### Task prompt
Please copy out everything from the line containing "Exercise. Mark the red park" down to the line containing "pixel 798 149", substituting "a single point" for each "one point" and changing nothing else.

Point labeling dataset excerpts

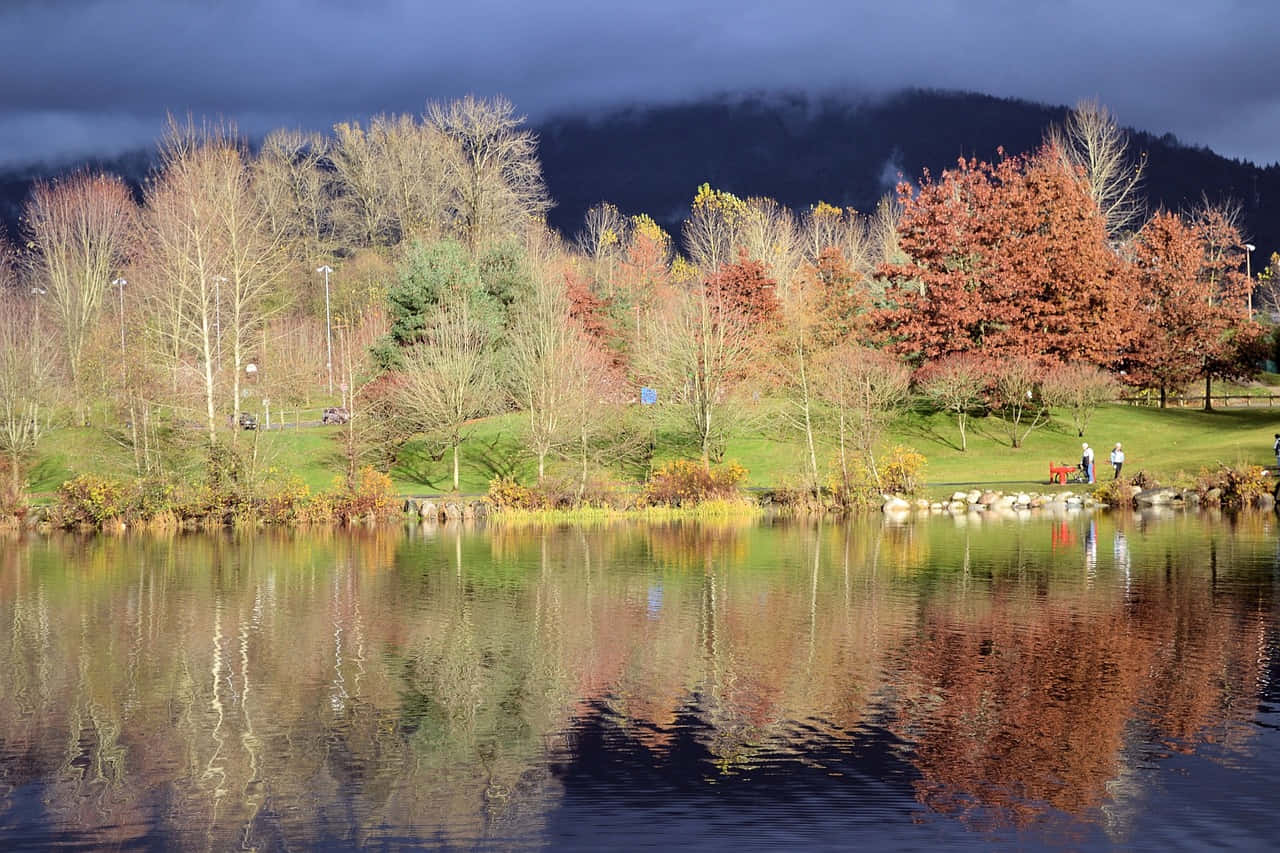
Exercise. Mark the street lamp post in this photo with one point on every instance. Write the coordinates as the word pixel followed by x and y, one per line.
pixel 1248 273
pixel 119 286
pixel 328 328
pixel 37 292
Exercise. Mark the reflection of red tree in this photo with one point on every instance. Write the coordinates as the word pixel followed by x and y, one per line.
pixel 1027 703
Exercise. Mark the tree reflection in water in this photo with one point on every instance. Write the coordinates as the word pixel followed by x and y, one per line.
pixel 456 685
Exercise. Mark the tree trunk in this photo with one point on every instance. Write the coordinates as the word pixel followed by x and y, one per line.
pixel 456 466
pixel 844 459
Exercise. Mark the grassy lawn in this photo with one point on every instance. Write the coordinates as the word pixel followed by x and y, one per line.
pixel 1173 443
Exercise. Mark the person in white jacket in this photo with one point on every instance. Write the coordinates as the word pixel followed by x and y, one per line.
pixel 1118 460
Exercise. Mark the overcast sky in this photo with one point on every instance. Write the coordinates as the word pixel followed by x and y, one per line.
pixel 97 76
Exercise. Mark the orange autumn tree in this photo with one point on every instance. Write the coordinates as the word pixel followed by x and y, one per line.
pixel 1005 259
pixel 746 290
pixel 1193 305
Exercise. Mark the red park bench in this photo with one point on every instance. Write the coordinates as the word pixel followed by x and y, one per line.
pixel 1059 473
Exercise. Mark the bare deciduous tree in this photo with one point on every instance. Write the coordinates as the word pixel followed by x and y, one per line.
pixel 1015 392
pixel 1079 388
pixel 448 378
pixel 1091 141
pixel 699 352
pixel 292 187
pixel 604 240
pixel 490 168
pixel 542 368
pixel 81 231
pixel 864 388
pixel 211 259
pixel 955 384
pixel 28 387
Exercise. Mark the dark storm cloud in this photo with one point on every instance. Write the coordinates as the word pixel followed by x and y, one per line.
pixel 95 76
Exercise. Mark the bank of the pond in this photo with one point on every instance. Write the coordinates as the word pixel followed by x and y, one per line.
pixel 1173 446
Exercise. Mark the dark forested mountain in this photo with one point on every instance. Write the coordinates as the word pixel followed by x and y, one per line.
pixel 800 150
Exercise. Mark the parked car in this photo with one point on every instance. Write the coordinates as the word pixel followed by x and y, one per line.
pixel 336 415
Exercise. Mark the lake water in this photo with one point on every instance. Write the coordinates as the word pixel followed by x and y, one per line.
pixel 1051 682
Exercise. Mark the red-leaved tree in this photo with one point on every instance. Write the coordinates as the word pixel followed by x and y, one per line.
pixel 1005 259
pixel 1193 306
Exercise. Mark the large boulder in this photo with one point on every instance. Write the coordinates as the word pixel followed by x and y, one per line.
pixel 1155 497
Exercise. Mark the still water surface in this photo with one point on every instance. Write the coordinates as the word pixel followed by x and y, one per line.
pixel 1064 682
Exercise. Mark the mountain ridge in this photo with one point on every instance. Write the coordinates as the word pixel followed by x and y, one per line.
pixel 798 149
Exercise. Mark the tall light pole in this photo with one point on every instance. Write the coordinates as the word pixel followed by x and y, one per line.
pixel 1248 273
pixel 328 328
pixel 119 286
pixel 218 314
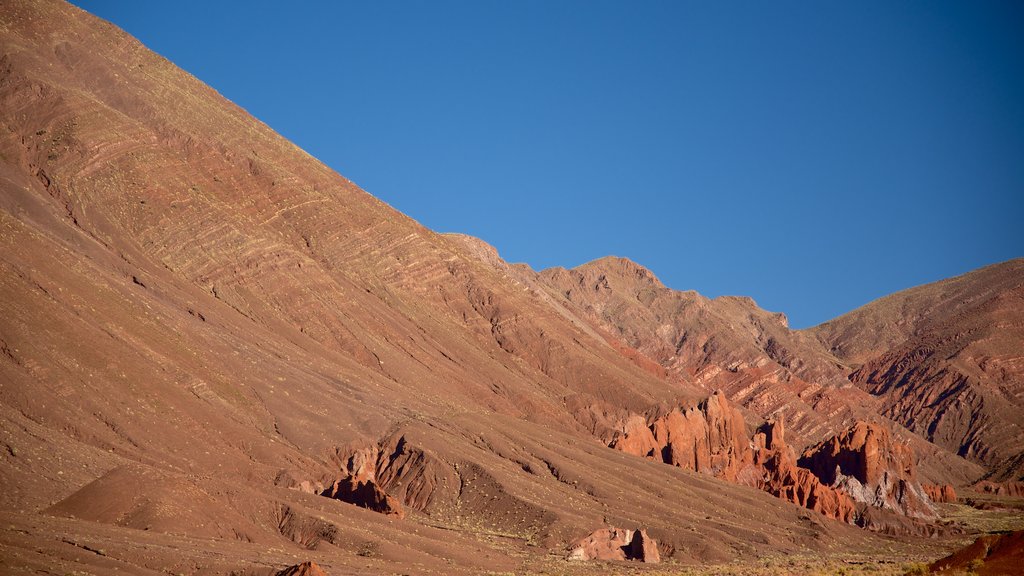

### Full output
Exercise. Mark the red park bench in this photo with a single point on every instance. Write the coordinates as the word pixel followed by x and y, one per line.
pixel 1059 473
Exercise. Mark the bare deciduous tree in this photo with a single point on every instance. Write the coordinates as the word pixel followed by x and y, one per line.
pixel 1015 392
pixel 1079 388
pixel 448 378
pixel 1091 141
pixel 699 352
pixel 292 187
pixel 604 240
pixel 490 168
pixel 542 368
pixel 81 231
pixel 864 388
pixel 211 259
pixel 955 384
pixel 28 387
Exercise. Mark the dark storm cloud in this photo with a single point on every instance. Write the coordinates as the word pixel followed by x and y, one per line.
pixel 95 76
Exercise. Mark the bank of the pond in this photo with a single point on every instance. Write the coordinates as the word pixel followed by x and y, one per line.
pixel 1173 446
Exercise. Mark the dark forested mountain in this photo with a single point on every instance. Write the coordinates as the word pixel followed by x and y, one per line.
pixel 800 150
Exercise. Mark the parked car in this photo with a single point on every instance. Write the coordinates as the word pixel followed by x and y, one per line.
pixel 336 415
Exercise. Mark the lake water in this photo with a single point on every instance. Write the coordinates as the word pixel followed by x and y, one per line.
pixel 1051 682
Exercise. Mark the red-leaved tree in this photo with a single point on every instance. Write the coordinates as the word pixel followed by x and y, one per line.
pixel 1005 259
pixel 1193 306
Exercise. Mark the large boulder in this photo with a single point on every instance. Write the coordinates as the word pixel followed by x and y, one per line.
pixel 1155 497
Exercise. Mark the still water surface in this photo with a single point on every instance. Write the coordinates as the word pixel followed by x and y, one per line.
pixel 1064 682
Exercise. Mark the mountain ridge in this photo with a single point on every instance. Write the coordinates as the word pixel followed by x and y, one per line.
pixel 798 149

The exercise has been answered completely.